## The input
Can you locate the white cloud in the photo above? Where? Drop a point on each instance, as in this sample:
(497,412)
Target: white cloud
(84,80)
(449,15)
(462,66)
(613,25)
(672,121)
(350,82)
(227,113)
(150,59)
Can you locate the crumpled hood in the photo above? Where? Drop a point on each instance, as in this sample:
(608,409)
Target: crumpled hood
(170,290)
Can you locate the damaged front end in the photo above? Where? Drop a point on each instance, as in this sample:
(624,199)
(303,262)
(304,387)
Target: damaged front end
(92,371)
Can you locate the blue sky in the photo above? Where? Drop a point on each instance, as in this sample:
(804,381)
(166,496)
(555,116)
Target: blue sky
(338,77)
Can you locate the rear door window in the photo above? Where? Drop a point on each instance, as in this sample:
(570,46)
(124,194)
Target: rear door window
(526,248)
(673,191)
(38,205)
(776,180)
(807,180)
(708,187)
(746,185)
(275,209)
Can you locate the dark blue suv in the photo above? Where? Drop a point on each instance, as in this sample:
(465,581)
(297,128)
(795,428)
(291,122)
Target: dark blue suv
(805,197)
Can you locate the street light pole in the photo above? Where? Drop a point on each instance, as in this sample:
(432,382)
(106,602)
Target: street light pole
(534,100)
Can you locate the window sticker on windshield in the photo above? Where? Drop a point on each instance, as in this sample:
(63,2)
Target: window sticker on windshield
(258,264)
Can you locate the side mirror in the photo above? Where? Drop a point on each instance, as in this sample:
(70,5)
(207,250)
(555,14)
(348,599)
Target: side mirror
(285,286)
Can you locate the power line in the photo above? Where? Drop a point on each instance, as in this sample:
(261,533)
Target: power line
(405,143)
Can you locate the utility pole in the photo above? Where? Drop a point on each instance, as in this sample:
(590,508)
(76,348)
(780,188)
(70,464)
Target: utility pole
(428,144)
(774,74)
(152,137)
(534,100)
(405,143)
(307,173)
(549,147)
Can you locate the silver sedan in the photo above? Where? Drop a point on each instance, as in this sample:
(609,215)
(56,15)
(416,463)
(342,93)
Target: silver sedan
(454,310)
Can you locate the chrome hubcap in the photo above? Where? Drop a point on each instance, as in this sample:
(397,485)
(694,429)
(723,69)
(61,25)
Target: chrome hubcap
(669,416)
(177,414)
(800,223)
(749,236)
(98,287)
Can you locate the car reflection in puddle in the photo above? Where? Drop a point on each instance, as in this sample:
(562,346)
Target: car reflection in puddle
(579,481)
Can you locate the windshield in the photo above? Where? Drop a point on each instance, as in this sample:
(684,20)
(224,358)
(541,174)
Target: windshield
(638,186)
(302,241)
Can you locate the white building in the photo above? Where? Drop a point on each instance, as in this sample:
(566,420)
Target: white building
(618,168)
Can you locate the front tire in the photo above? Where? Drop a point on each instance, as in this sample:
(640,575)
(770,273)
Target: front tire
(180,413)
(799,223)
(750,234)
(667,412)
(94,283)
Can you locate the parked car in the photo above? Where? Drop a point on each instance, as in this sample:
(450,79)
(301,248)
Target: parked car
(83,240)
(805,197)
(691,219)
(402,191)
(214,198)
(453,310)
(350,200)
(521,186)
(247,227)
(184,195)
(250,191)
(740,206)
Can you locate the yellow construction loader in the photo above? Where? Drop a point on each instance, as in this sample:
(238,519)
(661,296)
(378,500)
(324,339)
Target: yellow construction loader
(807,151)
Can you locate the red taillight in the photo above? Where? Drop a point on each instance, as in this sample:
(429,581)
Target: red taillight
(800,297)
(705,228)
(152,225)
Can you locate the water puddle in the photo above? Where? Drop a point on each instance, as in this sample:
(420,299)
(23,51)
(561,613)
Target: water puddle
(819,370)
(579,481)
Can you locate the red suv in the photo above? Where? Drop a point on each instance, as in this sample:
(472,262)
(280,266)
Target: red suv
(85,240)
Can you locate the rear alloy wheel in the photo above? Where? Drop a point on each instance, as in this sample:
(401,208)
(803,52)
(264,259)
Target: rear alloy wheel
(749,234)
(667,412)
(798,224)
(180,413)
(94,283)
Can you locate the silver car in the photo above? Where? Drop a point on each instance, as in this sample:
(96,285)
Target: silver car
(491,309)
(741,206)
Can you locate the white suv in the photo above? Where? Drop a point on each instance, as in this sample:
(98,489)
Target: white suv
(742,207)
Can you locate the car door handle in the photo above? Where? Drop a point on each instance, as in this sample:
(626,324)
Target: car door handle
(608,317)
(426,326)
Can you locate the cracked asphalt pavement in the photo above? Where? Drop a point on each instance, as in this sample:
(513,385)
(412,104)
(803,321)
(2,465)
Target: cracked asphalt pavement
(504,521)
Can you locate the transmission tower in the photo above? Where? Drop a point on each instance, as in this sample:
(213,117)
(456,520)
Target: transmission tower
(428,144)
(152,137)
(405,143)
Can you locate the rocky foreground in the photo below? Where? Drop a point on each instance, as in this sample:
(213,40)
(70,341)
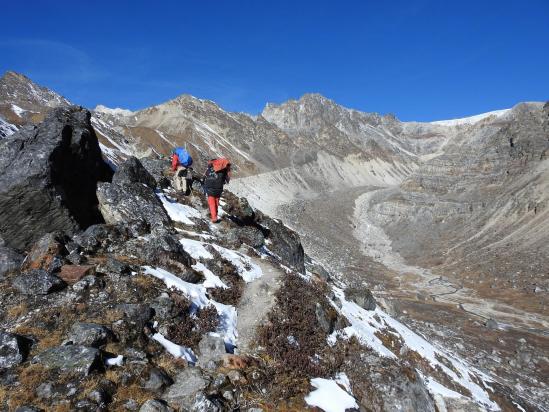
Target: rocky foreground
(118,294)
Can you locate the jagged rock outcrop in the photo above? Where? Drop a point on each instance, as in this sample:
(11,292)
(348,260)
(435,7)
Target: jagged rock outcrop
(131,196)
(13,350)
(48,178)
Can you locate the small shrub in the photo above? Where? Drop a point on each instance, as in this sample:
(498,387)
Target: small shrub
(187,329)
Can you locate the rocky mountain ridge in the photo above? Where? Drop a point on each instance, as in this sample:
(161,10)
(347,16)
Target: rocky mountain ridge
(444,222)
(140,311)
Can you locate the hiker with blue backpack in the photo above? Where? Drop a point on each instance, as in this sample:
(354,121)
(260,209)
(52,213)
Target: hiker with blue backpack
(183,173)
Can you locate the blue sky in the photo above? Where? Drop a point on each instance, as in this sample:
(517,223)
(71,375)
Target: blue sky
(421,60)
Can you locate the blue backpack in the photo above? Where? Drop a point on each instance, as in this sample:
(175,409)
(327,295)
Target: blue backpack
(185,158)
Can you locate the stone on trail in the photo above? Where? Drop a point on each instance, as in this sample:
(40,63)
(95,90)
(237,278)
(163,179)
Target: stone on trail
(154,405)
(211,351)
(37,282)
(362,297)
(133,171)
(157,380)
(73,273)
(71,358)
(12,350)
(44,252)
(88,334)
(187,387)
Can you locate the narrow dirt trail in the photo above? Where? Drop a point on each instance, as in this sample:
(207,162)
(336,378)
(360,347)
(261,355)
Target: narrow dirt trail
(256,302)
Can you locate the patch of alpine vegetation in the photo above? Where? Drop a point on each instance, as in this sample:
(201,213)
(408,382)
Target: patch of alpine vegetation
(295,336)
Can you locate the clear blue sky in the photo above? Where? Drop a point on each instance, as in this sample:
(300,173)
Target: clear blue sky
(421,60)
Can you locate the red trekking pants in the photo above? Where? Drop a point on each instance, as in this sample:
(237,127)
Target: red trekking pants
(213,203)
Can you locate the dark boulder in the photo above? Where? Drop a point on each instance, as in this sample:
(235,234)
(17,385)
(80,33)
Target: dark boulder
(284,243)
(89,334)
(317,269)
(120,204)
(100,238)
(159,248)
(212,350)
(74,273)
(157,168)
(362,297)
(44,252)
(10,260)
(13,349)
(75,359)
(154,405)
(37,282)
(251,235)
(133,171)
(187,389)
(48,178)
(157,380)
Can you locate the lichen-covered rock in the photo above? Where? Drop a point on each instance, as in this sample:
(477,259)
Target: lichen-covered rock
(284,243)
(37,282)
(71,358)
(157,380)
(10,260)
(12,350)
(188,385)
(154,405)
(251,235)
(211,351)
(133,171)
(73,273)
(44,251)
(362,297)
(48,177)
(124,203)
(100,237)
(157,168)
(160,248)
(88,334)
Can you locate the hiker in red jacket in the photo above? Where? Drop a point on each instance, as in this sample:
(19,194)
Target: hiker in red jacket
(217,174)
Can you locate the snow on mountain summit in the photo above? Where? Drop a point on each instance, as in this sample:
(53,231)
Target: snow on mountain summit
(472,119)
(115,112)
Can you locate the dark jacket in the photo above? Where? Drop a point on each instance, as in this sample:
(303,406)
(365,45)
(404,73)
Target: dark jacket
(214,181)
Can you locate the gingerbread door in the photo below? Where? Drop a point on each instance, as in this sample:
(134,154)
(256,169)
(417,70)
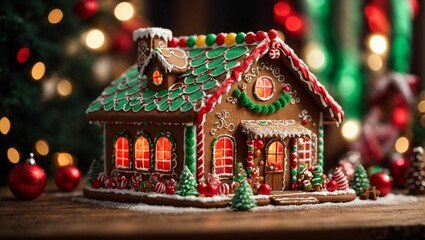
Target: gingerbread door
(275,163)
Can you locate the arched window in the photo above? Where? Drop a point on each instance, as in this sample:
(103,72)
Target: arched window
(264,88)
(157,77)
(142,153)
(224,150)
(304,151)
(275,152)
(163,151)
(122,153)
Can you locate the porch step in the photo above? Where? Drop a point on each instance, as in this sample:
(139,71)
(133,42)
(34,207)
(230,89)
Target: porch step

## Requirement
In the entries above, find each line with "step" and copy it.

## Written solution
Can you locate the porch step in the photo above? Where? Drop a point on each instance, as in this sample:
Target: porch step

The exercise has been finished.